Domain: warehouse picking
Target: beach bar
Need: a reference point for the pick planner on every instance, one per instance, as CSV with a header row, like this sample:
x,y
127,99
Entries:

= EXERCISE INSTRUCTIONS =
Can you set down all of the lines above again, word for word and without changing anything?

= FULL ANSWER =
Domain: warehouse picking
Target: beach bar
Need: a reference point for the pick planner on every instance, one per instance, as CSV with a header row, like this sample:
x,y
127,99
Entries:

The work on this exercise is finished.